> _Task_
None of the images should appear in your copy. Transcribe the data in full.

> _Records shown_
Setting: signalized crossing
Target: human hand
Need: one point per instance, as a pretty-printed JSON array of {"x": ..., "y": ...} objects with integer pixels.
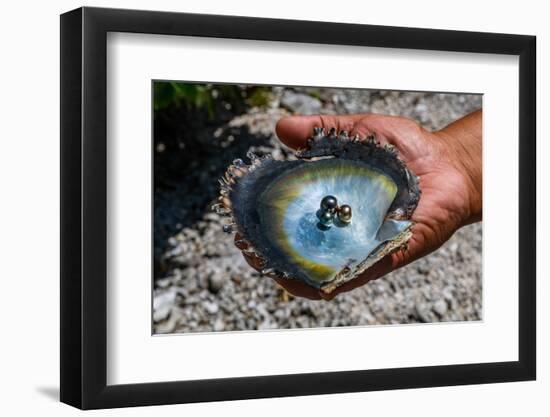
[{"x": 447, "y": 162}]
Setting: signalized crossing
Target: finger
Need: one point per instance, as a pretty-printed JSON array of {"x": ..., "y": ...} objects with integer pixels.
[{"x": 294, "y": 131}]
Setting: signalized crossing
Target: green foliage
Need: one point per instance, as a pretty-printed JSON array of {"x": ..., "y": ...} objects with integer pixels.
[
  {"x": 207, "y": 96},
  {"x": 168, "y": 94}
]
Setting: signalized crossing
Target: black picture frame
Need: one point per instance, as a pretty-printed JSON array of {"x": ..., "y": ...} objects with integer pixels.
[{"x": 84, "y": 207}]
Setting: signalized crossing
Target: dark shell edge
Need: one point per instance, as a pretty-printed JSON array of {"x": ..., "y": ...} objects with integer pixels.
[{"x": 234, "y": 204}]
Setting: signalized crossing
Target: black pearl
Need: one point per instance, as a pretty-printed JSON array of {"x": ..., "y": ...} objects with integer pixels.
[
  {"x": 326, "y": 218},
  {"x": 344, "y": 213},
  {"x": 329, "y": 203}
]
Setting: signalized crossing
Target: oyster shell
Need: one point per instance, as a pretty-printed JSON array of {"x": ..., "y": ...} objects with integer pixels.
[{"x": 275, "y": 207}]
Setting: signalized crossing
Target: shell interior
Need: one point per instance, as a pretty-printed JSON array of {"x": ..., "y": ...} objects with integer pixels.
[{"x": 275, "y": 204}]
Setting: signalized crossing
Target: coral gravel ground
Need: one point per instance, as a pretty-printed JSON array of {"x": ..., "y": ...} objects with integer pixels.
[{"x": 202, "y": 283}]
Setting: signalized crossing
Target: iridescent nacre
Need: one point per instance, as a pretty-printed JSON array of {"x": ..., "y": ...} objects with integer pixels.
[{"x": 281, "y": 210}]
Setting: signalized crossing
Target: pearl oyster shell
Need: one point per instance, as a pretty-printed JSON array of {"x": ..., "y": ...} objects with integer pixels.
[{"x": 274, "y": 206}]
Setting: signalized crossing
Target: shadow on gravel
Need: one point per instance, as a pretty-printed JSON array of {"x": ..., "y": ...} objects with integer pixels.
[{"x": 186, "y": 180}]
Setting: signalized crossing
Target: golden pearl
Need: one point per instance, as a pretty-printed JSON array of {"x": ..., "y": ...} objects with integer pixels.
[{"x": 344, "y": 213}]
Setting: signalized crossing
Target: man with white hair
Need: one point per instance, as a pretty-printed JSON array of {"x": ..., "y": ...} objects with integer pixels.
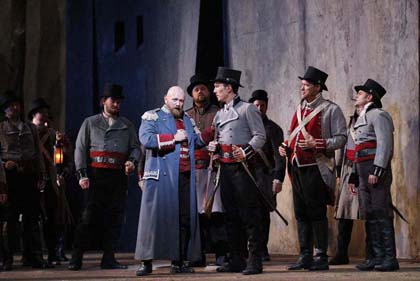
[{"x": 168, "y": 222}]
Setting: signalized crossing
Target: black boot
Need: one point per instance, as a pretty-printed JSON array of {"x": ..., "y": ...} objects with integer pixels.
[
  {"x": 373, "y": 228},
  {"x": 345, "y": 228},
  {"x": 76, "y": 260},
  {"x": 180, "y": 267},
  {"x": 305, "y": 237},
  {"x": 390, "y": 262},
  {"x": 254, "y": 266},
  {"x": 320, "y": 229},
  {"x": 60, "y": 250},
  {"x": 145, "y": 268},
  {"x": 109, "y": 262},
  {"x": 235, "y": 263}
]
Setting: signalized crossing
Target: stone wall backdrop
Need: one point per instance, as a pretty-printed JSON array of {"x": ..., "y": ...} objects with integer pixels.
[
  {"x": 32, "y": 52},
  {"x": 273, "y": 42}
]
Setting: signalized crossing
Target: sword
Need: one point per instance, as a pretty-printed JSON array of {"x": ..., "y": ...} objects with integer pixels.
[
  {"x": 266, "y": 202},
  {"x": 208, "y": 203},
  {"x": 398, "y": 213}
]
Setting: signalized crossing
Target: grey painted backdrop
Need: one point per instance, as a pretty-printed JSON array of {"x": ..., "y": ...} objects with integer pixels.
[{"x": 273, "y": 42}]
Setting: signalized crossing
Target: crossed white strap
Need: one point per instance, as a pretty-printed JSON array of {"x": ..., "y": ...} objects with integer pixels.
[{"x": 306, "y": 120}]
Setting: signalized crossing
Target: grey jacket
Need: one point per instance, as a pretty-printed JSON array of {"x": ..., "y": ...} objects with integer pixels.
[
  {"x": 334, "y": 132},
  {"x": 96, "y": 135},
  {"x": 376, "y": 125},
  {"x": 241, "y": 124}
]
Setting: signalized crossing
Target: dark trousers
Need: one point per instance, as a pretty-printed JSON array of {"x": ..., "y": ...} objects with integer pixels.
[
  {"x": 265, "y": 182},
  {"x": 243, "y": 211},
  {"x": 375, "y": 201},
  {"x": 213, "y": 234},
  {"x": 184, "y": 214},
  {"x": 23, "y": 198},
  {"x": 104, "y": 209},
  {"x": 50, "y": 224},
  {"x": 310, "y": 197}
]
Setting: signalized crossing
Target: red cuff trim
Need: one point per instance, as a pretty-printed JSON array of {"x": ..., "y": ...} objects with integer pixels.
[
  {"x": 166, "y": 142},
  {"x": 207, "y": 135},
  {"x": 320, "y": 145}
]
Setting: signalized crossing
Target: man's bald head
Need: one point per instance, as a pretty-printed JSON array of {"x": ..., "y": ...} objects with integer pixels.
[{"x": 174, "y": 101}]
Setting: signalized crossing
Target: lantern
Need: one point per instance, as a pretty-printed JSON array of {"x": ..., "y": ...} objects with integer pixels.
[{"x": 58, "y": 150}]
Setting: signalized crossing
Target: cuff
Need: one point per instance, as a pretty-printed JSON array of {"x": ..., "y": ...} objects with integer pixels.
[
  {"x": 377, "y": 171},
  {"x": 354, "y": 179},
  {"x": 338, "y": 170},
  {"x": 320, "y": 145},
  {"x": 207, "y": 135},
  {"x": 248, "y": 151},
  {"x": 166, "y": 142},
  {"x": 81, "y": 173}
]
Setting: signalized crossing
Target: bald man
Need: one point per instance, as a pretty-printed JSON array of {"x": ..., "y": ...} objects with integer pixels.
[{"x": 168, "y": 223}]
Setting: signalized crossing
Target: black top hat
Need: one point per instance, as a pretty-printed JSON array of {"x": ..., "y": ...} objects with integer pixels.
[
  {"x": 37, "y": 104},
  {"x": 8, "y": 97},
  {"x": 315, "y": 76},
  {"x": 374, "y": 88},
  {"x": 258, "y": 95},
  {"x": 228, "y": 76},
  {"x": 113, "y": 91},
  {"x": 198, "y": 79}
]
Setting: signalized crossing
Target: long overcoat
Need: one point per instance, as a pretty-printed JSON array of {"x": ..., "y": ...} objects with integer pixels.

> _Response to this task_
Setting: signalized crossing
Target: human hand
Need: one point per instance, as a pretty-printed JSON array of {"x": ..., "y": ...} objects with integer pixels.
[{"x": 447, "y": 162}]
Setting: signalized crossing
Target: finger
Need: one point per instance, as a pretty-printed JSON array of {"x": ..., "y": ...} objects with integer pixels.
[{"x": 294, "y": 131}]
Setting: signalized crossing
Target: green foliage
Need: one point per instance, as a pretty-printed JSON array of {"x": ..., "y": ...} objects with integer pixels.
[
  {"x": 207, "y": 96},
  {"x": 168, "y": 94}
]
Setting: signalized crossing
Target: black picture frame
Need: one point per instance, as a pretty-printed JSON array of {"x": ..., "y": ...} objects with integer pixels.
[{"x": 84, "y": 207}]
Setting: signalized crossing
Target: dark shell edge
Need: one point per instance, as a pretty-printed JSON array of {"x": ..., "y": ...} objects with integer pixels.
[{"x": 234, "y": 204}]
Setting: signalized crossing
Target: black pearl
Need: one point per instance, as a pretty-printed JSON array of {"x": ..., "y": ...} objects with integer pixels.
[
  {"x": 326, "y": 218},
  {"x": 344, "y": 213},
  {"x": 329, "y": 203}
]
Setting: signalized crossing
Target: oyster shell
Need: one point per instance, as a pretty-printed JSON array of {"x": ..., "y": ...} objects with integer pixels.
[{"x": 275, "y": 207}]
Setting: signalized crossing
Target: shell interior
Need: one point per instance, as a pretty-printed JSON array of {"x": ..., "y": ...} objects with integer pixels.
[{"x": 275, "y": 204}]
Setting: signalized crossing
Target: coral gravel ground
Need: one point per instance, as a pretty-printed JSON array of {"x": ..., "y": ...} objects with integer pixels.
[{"x": 202, "y": 283}]
Setting: signalized crossing
Target: iridescent nacre
Need: one point per instance, as a pretty-printed JSON array of {"x": ..., "y": ...} objects with integer pixels.
[{"x": 281, "y": 210}]
Setting: signalized crossing
Target: pearl oyster shell
Need: one point per instance, as a pretty-printed JSON array of {"x": ..., "y": ...} objects with integer pixels.
[{"x": 274, "y": 206}]
Setting: signalized crossing
Target: shadow on gravel
Need: one point per instance, as a pretty-printed JSON array of {"x": ..., "y": ...} objects with integer pixels.
[{"x": 186, "y": 180}]
Setting: signalized crossing
Target: golden pearl
Need: one point per instance, as a pretty-printed JSON array of {"x": ..., "y": ...} objects with integer pixels.
[{"x": 344, "y": 213}]
Setting: signalized crossing
Target: man with white hair
Need: one point per instance, as a pretty-printed JSON array of {"x": ..., "y": ...} objects with integer pixels.
[{"x": 168, "y": 222}]
Setting: signalized crossing
Target: black boot
Need: one point per instance, as a pretty-printed JSON array of {"x": ..., "y": ...} objects with integer pixels.
[
  {"x": 373, "y": 228},
  {"x": 345, "y": 228},
  {"x": 76, "y": 260},
  {"x": 180, "y": 267},
  {"x": 305, "y": 237},
  {"x": 390, "y": 262},
  {"x": 254, "y": 266},
  {"x": 320, "y": 229},
  {"x": 60, "y": 250},
  {"x": 145, "y": 268},
  {"x": 109, "y": 262},
  {"x": 235, "y": 263}
]
Setting: signalized crossing
Target: stone wall backdrop
Need: one point per instance, as a pretty-printed JSON array of {"x": ..., "y": ...} objects with integer pixels.
[
  {"x": 32, "y": 52},
  {"x": 273, "y": 42}
]
Setting: signalized crossing
Target: sword
Need: one point per instance, as a pretty-printed JSON array of {"x": ..., "y": ...} objects with integer pixels.
[
  {"x": 266, "y": 202},
  {"x": 208, "y": 203},
  {"x": 398, "y": 213}
]
Setting: signalized crossing
Target: grey painted backdrop
Need: one point per instance, as a pretty-printed JSON array of {"x": ..., "y": ...} objects with integer pixels.
[{"x": 273, "y": 42}]
Setting: signalized crossing
Target: crossed white strap
Need: one point per instance, as a pretty-printed JSON array of {"x": ..., "y": ...} objects with integer pixels.
[{"x": 306, "y": 120}]
Setting: signalized crossing
Target: grey jacket
Need: one point per instance, as a pretty-printed JSON array of {"x": ..., "y": ...} objects with integer pixels.
[
  {"x": 334, "y": 132},
  {"x": 96, "y": 135},
  {"x": 376, "y": 125},
  {"x": 241, "y": 124}
]
Setting: signalized crossing
Target: dark trousers
Need: one point per instance, as a pretty-printed JSON array of {"x": ..., "y": ...} objects with integer pixels.
[
  {"x": 265, "y": 182},
  {"x": 243, "y": 211},
  {"x": 375, "y": 201},
  {"x": 213, "y": 234},
  {"x": 184, "y": 214},
  {"x": 23, "y": 198},
  {"x": 104, "y": 209},
  {"x": 50, "y": 224},
  {"x": 310, "y": 197}
]
Setting: signalized crossing
Target: red cuff trim
Need: one point per instance, as a pretty-printed JSON array of {"x": ..., "y": ...} objects with integer pixels.
[
  {"x": 166, "y": 142},
  {"x": 207, "y": 135},
  {"x": 320, "y": 145}
]
Setting: signalized crossing
Target: man's bald head
Need: one point per instance, as a pretty-printed JSON array of {"x": ..., "y": ...} objects with integer pixels.
[{"x": 174, "y": 101}]
Setting: signalized crossing
Target: lantern
Need: one point per instance, as a pretty-printed JSON array of {"x": ..., "y": ...} objects with integer pixels.
[{"x": 58, "y": 150}]
Setting: signalized crossing
Target: cuff
Need: one point per instance, as a pretty-printed JSON array of {"x": ..., "y": ...} objects with integer pixels.
[
  {"x": 377, "y": 171},
  {"x": 354, "y": 179},
  {"x": 338, "y": 170},
  {"x": 320, "y": 145},
  {"x": 207, "y": 135},
  {"x": 248, "y": 151},
  {"x": 166, "y": 142},
  {"x": 81, "y": 173}
]
Setting: signalized crossing
Target: bald man
Need: one point per instance, as a pretty-printed JSON array of {"x": ..., "y": ...} objects with integer pixels.
[{"x": 168, "y": 223}]
Setting: signalized crossing
Target: black top hat
Need: one point per instance, as a pretty-printed JSON array of {"x": ..., "y": ...} objects with integer pixels.
[
  {"x": 37, "y": 104},
  {"x": 8, "y": 97},
  {"x": 315, "y": 76},
  {"x": 374, "y": 88},
  {"x": 258, "y": 95},
  {"x": 228, "y": 76},
  {"x": 113, "y": 91},
  {"x": 198, "y": 79}
]
Setting: signalized crossing
Target: long overcoat
Need: one point per instance, as a pretty-printed JSON array of {"x": ..., "y": ...} objects with integer pixels.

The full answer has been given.